### Selected extract
■ ■ ■ ■
default:
return 'Let me think about that...';
}
}
}
UX Considerations
Building the voice interaction layer taught me that UX is just as important as the NLP accuracy. A voice assistant that feels sluggish or unresponsive will frustrate users regardless of how accurate its understanding is.
Visual Feedback
The UI provides continuous visual feedback through three distinct states:
enum AssistantState { idle, listening, processing, speaking }
class VoiceAssistantWidget extends StatefulWidget {
@override
_VoiceAssistantWidgetState createState() => _VoiceAssistantWidgetState();
}
class _VoiceAssistantWidgetState extends State<VoiceAssistantWidget>
with SingleTickerProviderStateMixin {
late AnimationController _pulseController;
AssistantState _state = AssistantState.idle;
@override
void initState() {
super.initState();
_pulseController = AnimationController(
vsync: this,
duration: const Duration(milliseconds: 1200),
);
}
@override
Widget build(BuildContext context) {
return AnimatedBuilder(
animation: _pulseController,
builder: (context, child) {
return Container(
width: 120,
height: 120,
decoration: BoxDecoration(
shape: BoxShape.circle,
color: _stateColor.withValues(alpha: 0.3),
boxShadow: _state == AssistantState.listening
? [
BoxShadow(
color: _stateColor.withValues(alpha: 0.4),
blurRadius: 20 + _pulseController.value * 15,
spreadRadius: _pulseController.value * 8,
),
]
: [],
),
child: Icon(
_stateIcon,
size: 48,
color: _stateColor,
),
);
},
);
}
Color get _stateColor {
switch (_state) {
case AssistantState.idle:
return Colors.grey;
case AssistantState.listening:
return Colors.blue;
case AssistantState.processing:
return Colors.orange;
case AssistantState.speaking:
return Colors.green;
}
}
IconData get _stateIcon {
switch (_state) {
case AssistantState.idle:
return Icons.mic;
case AssistantState.listening:
return Icons.mic;
case AssistantState.processing:
return Icons.psychology;
case AssistantState.speaking:
return Icons.volume_up;
}
}
}
Conversation Flow and Error Handling
Not every voice input will be understood. The assistant needs to handle ambiguity gracefully:
- Low confidence: Ask for clarification instead of guessing wrong
- No speech detected: Prompt the user to try again with a helpful message
- Network error: Explain that cloud features are unavailable and offer offline alternatives
- Permission denied: Guide the user to settings with a clear explanation of why access is needed
The key principle: always tell the user what is happening. Silence is the enemy of trust in a voice interface.
Lessons Learned
Building this voice assistant reinforced several important lessons:
-
Start with the platform-native speech APIs. They are surprisingly good and avoid the complexity of integrating custom models for basic speech recognition.
-
Design for partial results. Showing text as it is being transcribed dramatically improves the perceived responsiveness of the app.
-
Keep the on-device/cloud split intentional. Having core features work offline is a significant advantage. Do not make everything dependent on a network connection.
-
Invest in error states. Users will encounter permissions issues, network problems, and unclear speech. How you handle these cases defines the quality of the experience.
■ ■ ■ ■
### Information provided
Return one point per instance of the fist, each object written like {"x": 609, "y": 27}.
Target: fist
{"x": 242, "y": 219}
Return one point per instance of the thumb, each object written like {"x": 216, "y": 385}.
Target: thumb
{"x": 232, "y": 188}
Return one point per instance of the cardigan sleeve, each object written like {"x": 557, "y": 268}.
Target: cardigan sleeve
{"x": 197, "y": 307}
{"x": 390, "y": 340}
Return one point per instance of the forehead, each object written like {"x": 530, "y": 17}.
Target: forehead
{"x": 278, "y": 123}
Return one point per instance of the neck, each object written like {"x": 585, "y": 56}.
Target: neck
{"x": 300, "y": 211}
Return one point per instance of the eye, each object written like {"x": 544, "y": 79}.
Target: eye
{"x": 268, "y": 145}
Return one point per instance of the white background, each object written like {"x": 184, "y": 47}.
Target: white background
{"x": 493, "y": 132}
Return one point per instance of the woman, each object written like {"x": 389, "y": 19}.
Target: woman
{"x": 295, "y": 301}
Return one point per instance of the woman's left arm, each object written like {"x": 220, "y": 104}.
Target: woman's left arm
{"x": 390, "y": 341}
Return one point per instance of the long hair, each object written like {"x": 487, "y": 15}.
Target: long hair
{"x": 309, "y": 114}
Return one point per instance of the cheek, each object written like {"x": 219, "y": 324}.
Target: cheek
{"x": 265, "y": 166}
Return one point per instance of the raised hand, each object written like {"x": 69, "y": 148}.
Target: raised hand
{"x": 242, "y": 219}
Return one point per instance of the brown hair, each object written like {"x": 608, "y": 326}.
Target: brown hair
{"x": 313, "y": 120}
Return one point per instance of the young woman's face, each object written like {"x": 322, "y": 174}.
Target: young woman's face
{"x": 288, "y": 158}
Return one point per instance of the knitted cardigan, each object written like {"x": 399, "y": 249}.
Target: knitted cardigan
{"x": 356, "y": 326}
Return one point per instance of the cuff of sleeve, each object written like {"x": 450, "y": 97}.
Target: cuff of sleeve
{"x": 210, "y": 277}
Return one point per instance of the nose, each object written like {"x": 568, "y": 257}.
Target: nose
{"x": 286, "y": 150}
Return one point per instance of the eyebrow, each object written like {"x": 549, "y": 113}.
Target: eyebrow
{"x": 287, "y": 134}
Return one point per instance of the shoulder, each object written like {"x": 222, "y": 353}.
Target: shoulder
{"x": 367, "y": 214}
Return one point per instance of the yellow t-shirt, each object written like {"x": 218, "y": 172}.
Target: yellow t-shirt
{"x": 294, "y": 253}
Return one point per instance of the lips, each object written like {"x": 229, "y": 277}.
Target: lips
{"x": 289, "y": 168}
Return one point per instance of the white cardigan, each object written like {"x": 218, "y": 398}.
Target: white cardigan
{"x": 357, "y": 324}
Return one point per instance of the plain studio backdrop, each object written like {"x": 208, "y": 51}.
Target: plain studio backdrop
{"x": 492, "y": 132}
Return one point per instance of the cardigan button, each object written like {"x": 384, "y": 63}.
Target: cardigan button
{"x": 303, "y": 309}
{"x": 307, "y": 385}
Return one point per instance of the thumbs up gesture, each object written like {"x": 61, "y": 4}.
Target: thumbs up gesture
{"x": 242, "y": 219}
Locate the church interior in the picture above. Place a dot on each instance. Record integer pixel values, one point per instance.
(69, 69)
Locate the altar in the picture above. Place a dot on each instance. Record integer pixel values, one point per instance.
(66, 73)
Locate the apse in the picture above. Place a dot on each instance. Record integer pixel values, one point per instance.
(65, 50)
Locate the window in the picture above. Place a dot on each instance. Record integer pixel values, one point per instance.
■ ■ ■ ■
### Your objective
In the voice assistant text, what should the assistant do when confidence is low? The items come from a separate source.

### Written solution
Ask for clarification instead of guessing wrong.